→ PROBLEM DESCRIPTION
From the rows below, pick out and copy every line that contains the string "tree", with uppercase and lowercase treated as different.

^^^^

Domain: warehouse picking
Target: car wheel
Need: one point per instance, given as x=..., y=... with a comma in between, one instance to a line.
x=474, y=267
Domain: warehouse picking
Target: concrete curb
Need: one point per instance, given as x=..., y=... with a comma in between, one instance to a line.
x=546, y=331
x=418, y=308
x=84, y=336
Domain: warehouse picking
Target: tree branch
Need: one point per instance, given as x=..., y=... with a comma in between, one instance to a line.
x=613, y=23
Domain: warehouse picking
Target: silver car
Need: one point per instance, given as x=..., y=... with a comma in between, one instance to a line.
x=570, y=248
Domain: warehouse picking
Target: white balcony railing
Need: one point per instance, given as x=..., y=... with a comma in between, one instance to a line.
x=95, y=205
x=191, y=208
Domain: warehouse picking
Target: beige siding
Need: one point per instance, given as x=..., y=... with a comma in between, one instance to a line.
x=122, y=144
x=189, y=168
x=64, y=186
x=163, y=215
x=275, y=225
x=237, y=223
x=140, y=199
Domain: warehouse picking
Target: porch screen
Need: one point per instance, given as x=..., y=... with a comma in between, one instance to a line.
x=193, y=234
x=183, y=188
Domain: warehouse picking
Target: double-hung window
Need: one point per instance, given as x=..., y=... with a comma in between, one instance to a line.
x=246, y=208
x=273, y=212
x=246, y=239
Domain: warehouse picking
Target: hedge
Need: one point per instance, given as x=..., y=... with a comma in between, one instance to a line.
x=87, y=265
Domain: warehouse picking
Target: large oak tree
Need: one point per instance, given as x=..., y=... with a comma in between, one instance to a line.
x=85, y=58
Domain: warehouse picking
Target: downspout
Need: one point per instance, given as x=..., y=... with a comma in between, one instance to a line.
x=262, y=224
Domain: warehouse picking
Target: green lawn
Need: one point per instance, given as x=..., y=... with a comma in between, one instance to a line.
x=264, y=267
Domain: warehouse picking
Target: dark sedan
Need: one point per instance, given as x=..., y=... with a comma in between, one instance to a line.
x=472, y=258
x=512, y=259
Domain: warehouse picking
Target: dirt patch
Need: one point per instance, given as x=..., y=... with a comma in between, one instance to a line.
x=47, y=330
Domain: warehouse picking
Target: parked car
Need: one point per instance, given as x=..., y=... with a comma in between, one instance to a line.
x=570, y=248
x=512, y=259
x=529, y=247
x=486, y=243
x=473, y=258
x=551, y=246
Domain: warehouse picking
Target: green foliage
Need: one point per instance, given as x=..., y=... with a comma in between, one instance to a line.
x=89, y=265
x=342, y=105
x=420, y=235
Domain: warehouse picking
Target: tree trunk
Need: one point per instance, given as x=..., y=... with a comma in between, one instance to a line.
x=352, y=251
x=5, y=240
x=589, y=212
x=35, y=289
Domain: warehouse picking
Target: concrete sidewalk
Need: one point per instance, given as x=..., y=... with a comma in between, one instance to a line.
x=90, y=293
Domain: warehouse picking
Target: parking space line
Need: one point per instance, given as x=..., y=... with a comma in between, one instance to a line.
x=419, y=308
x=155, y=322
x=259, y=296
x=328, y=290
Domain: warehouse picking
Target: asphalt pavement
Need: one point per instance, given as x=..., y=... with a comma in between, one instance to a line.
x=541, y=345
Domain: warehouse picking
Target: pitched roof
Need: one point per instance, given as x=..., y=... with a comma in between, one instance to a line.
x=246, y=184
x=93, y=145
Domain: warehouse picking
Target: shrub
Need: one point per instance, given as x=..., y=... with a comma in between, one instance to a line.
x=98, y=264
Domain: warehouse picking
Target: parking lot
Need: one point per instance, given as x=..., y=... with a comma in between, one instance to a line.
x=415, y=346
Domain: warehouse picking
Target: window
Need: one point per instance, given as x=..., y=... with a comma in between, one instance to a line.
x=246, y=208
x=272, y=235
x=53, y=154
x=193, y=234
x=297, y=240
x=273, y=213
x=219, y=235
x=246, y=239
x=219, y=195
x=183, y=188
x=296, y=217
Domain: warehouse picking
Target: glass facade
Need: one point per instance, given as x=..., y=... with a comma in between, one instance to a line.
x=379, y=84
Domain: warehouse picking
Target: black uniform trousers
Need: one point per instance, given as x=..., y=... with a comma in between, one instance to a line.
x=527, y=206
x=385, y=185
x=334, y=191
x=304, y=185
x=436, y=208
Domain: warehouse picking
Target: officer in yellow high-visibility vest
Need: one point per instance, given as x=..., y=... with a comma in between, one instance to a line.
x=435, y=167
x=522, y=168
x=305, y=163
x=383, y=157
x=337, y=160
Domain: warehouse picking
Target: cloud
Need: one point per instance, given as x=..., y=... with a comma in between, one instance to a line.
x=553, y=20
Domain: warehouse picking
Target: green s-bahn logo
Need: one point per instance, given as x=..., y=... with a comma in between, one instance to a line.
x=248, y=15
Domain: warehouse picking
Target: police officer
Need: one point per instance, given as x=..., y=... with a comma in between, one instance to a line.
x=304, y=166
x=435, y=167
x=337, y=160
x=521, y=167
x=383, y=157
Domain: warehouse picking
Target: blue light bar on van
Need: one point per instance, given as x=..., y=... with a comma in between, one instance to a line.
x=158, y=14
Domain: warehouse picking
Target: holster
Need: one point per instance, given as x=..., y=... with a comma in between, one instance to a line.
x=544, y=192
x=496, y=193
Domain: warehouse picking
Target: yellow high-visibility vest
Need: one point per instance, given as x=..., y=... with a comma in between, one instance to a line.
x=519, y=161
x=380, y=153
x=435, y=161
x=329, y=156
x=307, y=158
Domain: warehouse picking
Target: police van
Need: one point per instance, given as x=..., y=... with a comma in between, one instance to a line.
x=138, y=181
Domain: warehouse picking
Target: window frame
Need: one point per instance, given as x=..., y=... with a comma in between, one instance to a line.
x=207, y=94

^^^^

→ COMPLETE RESPONSE
Target: tree branch
Target: large oak tree
Target: tree trunk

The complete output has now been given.